*** Exercise text Section Begins ***

So, yeah. I liked the movie so much that now, as I'm blogging about it, I'm listening to Motorhead and grooving on the awesome slayage that is Conan. Apparently there is a remake coming out next year. I am very cautiously optimistic.

Thursday, November 5, 2009

In Which I Read About Meat

On Wednesday night, I shared the stage with a hunk of dead cow. This was somewhat unusual for me.

The event, Livestock, was billed as a "literary and literal conversation of killing our dinner," and was hosted by the Art Institute of Portland's International Culinary School. The highlights of the evening included a demonstration of cow butchery, readings about experiences with meat from three local authors, beef tasting, and and Q&A session with a butcher and various farmers. I was one of the authors, though I felt the term slightly outsized for me.

I saw the submission call and sent in a short essay that I wrote a while ago about seeing eels getting slaughtered in Japan. Somewhat to my surprise, I was accepted, and was to read my essay aloud, along with two other authors, while the butcher took apart a side of cow before a crowd of wine-sipping onlookers.

When I got to the event (which is in it's first year) I was sort of nervous. I hadn't read any of my own work aloud since college, and was trying to psych myself up for it. Seeing who the other two speakers, were, though, kind filled me with equal parts excitement and dread. One was the poetry editor of the Portland Oregonian (who also teaches at PSU) and the other was Emily Chenoweth, an actual published novelist who has written one book under her own name and a number under pseudonyms. Then there was me.

On one hand, I was completely thrilled to be on stage with them. The organizer had decided that my essay was just as nifty as the stuff from the actual, published, credential-bearing people. On the other hand, I felt like I was severely outclassed by the "real" authors, and my heart began beating in earnest, looking for an escape route from my chest. That I was reading last did not help matters, (though I was sort of also thrilled about that).

The crowd filed in, the butcher got the cow flank ready for cutting up, and various plates of hors d'oeuvres and bottles of wine were available for consumption. I was way too nervous to eat or drink anything. The first author, the Oregonian editor, took the stage, and I started listening to what I had to share the stage with.

She was great. She wrote a wonderful, touching short essay about going hunting with her father. This was NPR quality stuff- good stuff that actually jerked a few tears out of the crowd. I was nervous. The novelist was next, and absolutely killed. She was witty, funny, and had the entire audience in stitches while reading about misadventures with bacon. The butcher even had to put down his various knives and take a moment to regain composure. This woman was funny.

*** Exercise text Section Ends ***

§ **Work instructions**
From the blog post about the Livestock reading, quote the passage starting at "I saw the submission" and ending at "of wine-sipping onlookers.".

*** Raw data Section Begins ***

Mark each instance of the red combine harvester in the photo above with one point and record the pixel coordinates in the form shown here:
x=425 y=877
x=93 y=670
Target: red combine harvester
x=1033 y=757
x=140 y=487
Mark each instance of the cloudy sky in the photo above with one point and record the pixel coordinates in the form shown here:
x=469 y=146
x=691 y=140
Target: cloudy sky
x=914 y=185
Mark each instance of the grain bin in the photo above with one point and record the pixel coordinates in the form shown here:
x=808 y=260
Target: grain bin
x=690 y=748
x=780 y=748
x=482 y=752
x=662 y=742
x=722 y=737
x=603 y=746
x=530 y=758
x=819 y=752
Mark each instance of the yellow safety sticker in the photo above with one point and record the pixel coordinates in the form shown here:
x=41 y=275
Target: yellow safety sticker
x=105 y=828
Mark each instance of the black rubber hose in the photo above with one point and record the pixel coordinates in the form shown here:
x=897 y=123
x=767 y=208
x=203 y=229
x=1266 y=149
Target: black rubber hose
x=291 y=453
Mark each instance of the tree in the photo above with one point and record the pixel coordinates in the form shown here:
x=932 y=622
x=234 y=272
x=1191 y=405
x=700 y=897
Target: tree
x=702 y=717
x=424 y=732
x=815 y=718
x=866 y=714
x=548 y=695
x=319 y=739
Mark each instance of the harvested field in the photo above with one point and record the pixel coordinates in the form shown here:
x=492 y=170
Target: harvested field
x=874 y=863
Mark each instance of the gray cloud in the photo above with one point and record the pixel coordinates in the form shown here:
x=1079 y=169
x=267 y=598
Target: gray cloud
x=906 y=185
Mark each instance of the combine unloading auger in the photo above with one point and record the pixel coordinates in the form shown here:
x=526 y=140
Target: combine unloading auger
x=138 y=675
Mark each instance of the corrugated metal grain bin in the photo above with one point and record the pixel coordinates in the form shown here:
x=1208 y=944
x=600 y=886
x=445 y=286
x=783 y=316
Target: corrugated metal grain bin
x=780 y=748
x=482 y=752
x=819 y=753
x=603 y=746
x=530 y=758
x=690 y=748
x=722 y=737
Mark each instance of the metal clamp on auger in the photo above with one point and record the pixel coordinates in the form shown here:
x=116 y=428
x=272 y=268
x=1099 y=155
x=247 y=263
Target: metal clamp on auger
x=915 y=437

*** Raw data Section Ends ***
*** Raw data Section Begins ***

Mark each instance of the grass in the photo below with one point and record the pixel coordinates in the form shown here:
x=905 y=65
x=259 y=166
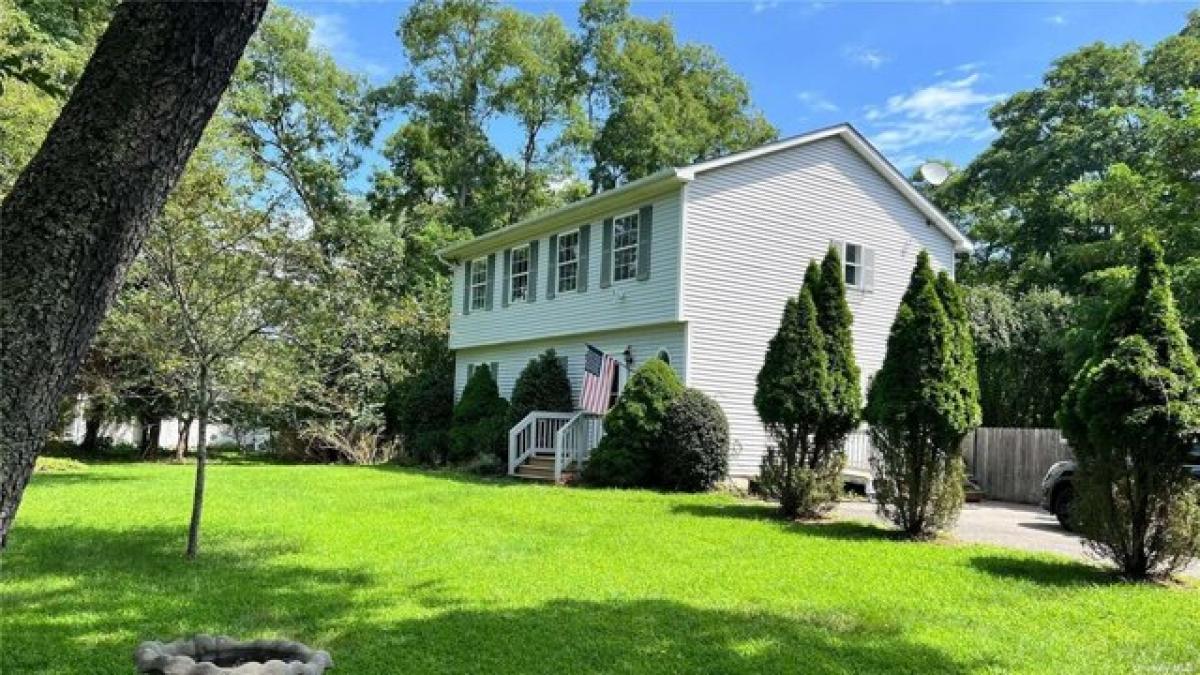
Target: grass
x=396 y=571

*** Raw data Section Ends ***

§ **Answer to this exercise**
I saw the submission call and sent in a short essay that I wrote a while ago about seeing eels getting slaughtered in Japan. Somewhat to my surprise, I was accepted, and was to read my essay aloud, along with two other authors, while the butcher took apart a side of cow before a crowd of wine-sipping onlookers.